All of the data below should be output exactly as given.

[Extracted records]
****

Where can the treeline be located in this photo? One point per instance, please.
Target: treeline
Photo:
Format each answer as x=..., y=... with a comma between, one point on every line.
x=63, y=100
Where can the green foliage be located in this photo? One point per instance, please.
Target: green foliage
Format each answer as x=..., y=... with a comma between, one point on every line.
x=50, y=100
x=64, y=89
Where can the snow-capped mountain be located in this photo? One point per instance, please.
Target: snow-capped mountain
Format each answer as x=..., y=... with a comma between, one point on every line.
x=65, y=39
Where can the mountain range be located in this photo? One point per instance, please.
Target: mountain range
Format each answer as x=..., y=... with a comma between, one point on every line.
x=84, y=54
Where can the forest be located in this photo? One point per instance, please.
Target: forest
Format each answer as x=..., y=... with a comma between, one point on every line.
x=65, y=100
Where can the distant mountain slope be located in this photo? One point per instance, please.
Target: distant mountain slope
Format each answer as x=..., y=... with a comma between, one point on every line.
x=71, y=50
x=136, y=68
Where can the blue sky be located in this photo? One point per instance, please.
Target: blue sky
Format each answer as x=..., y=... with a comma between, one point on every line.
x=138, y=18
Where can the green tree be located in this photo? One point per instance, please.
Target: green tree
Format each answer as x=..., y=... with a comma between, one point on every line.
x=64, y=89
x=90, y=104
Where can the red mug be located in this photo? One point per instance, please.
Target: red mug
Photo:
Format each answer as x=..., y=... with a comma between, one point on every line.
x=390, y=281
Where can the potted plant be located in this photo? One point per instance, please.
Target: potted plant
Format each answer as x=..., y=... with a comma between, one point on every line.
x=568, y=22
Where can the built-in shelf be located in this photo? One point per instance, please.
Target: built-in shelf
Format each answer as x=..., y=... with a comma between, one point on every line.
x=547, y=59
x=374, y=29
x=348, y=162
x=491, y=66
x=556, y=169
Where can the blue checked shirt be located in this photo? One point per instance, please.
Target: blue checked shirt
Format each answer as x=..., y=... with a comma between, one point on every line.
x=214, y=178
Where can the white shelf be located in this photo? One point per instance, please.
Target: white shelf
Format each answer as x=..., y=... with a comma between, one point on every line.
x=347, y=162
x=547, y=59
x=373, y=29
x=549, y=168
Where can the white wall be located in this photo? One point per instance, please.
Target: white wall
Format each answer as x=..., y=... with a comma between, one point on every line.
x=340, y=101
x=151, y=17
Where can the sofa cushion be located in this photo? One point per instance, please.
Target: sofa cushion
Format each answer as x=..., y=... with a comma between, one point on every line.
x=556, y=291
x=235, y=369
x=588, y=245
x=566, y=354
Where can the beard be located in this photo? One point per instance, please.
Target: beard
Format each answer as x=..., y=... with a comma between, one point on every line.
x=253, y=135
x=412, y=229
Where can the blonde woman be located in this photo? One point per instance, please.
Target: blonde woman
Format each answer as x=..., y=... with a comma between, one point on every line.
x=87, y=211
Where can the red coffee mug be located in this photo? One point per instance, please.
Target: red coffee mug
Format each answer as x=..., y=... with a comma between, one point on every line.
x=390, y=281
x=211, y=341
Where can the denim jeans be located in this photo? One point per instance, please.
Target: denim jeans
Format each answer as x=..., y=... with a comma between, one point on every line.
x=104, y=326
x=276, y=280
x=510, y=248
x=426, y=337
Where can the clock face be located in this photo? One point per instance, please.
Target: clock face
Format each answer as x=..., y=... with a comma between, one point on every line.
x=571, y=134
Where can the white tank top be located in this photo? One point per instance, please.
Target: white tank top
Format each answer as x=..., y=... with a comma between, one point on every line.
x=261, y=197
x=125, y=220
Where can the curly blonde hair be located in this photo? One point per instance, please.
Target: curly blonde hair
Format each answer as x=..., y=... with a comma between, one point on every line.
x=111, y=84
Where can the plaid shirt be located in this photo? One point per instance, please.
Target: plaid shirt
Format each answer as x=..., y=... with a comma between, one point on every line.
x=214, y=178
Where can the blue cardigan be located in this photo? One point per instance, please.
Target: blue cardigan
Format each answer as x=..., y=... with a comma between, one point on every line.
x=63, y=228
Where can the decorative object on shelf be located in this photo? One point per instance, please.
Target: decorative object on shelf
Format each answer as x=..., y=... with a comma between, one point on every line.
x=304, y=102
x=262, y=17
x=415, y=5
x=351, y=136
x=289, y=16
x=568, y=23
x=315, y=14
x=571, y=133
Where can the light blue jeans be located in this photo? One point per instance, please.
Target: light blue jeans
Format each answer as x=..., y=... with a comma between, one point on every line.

****

:: The completed task ::
Where can the treeline be located in this photo? One point per instance, please.
Target: treeline
Photo:
Format each answer as x=..., y=... with a comma between, one point on every line.
x=63, y=100
Where can the green foliage be located in this photo? One point per instance, please.
Target: green foliage
Format each answer as x=..., y=... with a comma between, one point on every line.
x=50, y=100
x=64, y=89
Where can the snow-capped mountain be located in this photo? One point per instance, please.
Target: snow-capped mountain
Format each answer as x=..., y=... with a comma between, one point on every line.
x=65, y=39
Where can the mountain range be located in this photo? One point per instance, please.
Target: mountain range
Format each answer as x=..., y=... with a comma between, one point on every line.
x=84, y=54
Where can the forest be located in this photo? One point per instance, please.
Target: forest
Format each answer as x=..., y=... with a comma between, one point on every line.
x=65, y=100
Where can the distant mountain slope be located in this photo? One point per instance, please.
Target: distant mountain slope
Format each answer as x=..., y=... with a comma between, one point on every line.
x=71, y=50
x=136, y=68
Where can the blue sky be located in this photo? One point per instance, please.
Target: blue sky
Format each answer as x=..., y=... with a comma between, one point on every line.
x=138, y=18
Where can the green tree be located in this photo? One point per instance, please.
Target: green tree
Format each answer as x=..., y=... with a comma between, one point on every line.
x=64, y=89
x=90, y=104
Where can the red mug be located in this photo? One point per instance, please.
Target: red mug
Photo:
Format each answer as x=..., y=... with a comma between, one point on every line.
x=390, y=281
Where can the potted plant be located in this photo? One point per instance, please.
Target: potted plant
Format each answer as x=..., y=... with a comma between, one point on every line.
x=568, y=22
Where can the built-in shelf be located in this photo? One point per instance, please.
Target: built-in shelf
Format each answer as x=..., y=... with a comma between, one point on every line.
x=547, y=59
x=374, y=29
x=348, y=162
x=491, y=66
x=556, y=169
Where can the blue checked shirt be located in this photo? One point per instance, please.
Target: blue checked shirt
Format each answer as x=..., y=... with a comma between, one point on every line.
x=214, y=178
Where can the white shelf be located in this photo? One point per instance, please.
Target: white shelf
Format each answer as x=..., y=... with a comma between, one point on every line.
x=347, y=162
x=547, y=59
x=373, y=29
x=549, y=168
Where can the white wall be located in this photo? One point per instance, please.
Target: white wall
Format each answer as x=..., y=... with a comma between, one point on every line.
x=340, y=101
x=151, y=17
Where can the sofa cushion be located in this photo? One point per instance, please.
Target: sofa cushion
Format each answer as x=..., y=... with a comma between, one point on every line.
x=556, y=291
x=235, y=369
x=588, y=245
x=566, y=354
Where can the beard be located in this photo? One point per instance, please.
Target: beard
Format each answer as x=..., y=... with a comma between, one point on every line.
x=253, y=135
x=412, y=229
Where can the blonde woman be located in this photo? One point per instance, please.
Target: blonde woman
Format each answer as x=..., y=... with a comma between, one point on every line.
x=87, y=211
Where can the red coffee mug be located in this photo? One point per instance, please.
Target: red coffee mug
Format each answer as x=..., y=... with a comma between, one point on every line.
x=390, y=281
x=211, y=341
Where can the denim jeans be located in this photo? One point per instance, please.
Target: denim jeans
Format each answer as x=..., y=... with a comma between, one point on every line.
x=104, y=326
x=276, y=280
x=510, y=248
x=426, y=337
Where can the clock face be located in this photo? One point per instance, please.
Target: clock face
Format each answer as x=..., y=... with a comma between, one point on every line.
x=571, y=134
Where can the white tank top be located in this photo? One point per instance, please.
Target: white tank top
Format each answer as x=..., y=... with a comma between, one point on every line.
x=261, y=197
x=125, y=220
Where can the curly blonde hair be located in this photo? One point per instance, please.
Target: curly blonde hair
Format each answer as x=..., y=... with a comma between, one point on every line.
x=111, y=84
Where can the plaid shirt be located in this photo? One point per instance, please.
Target: plaid shirt
Format each answer as x=..., y=... with a comma between, one point on every line.
x=214, y=178
Where can the blue cardigan be located in this photo? One point per instance, please.
Target: blue cardigan
Format each answer as x=..., y=... with a comma between, one point on every line.
x=63, y=228
Where can the decorative object on shelf be located in this photo? One point per instance, please.
Target: decorative object on shelf
Format each answer as x=..., y=... with a comma between, one point on every line.
x=304, y=102
x=262, y=17
x=415, y=5
x=351, y=136
x=289, y=16
x=568, y=23
x=315, y=14
x=571, y=133
Where can the light blue jeans be located in this photo? One point per instance, please.
Target: light blue jeans
Format each answer as x=..., y=... with a comma between, one point on every line.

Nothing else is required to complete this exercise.